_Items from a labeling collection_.
***

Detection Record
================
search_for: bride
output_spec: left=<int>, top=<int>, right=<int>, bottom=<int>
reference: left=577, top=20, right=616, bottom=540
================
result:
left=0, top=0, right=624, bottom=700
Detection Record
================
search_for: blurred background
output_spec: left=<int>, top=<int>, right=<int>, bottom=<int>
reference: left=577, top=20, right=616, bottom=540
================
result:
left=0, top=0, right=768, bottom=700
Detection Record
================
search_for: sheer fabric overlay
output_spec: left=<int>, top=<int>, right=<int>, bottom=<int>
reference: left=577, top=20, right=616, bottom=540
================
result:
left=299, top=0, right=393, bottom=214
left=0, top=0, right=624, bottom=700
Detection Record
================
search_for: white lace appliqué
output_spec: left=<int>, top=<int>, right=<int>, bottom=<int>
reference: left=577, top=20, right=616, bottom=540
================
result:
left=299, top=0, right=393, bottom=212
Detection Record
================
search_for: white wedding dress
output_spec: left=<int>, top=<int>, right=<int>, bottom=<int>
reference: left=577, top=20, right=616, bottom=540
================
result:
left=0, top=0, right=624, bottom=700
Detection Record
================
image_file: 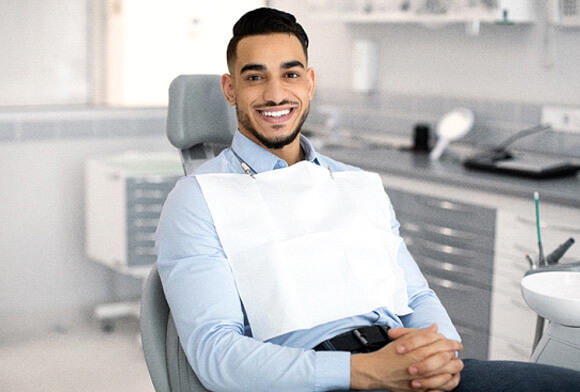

***

_What is asked_.
Show every line of the items above that contains the word "white", treating uppercase and lowercase letters as different.

_Answer below_.
search_for: white lace appliqué
search_for: white wedding dress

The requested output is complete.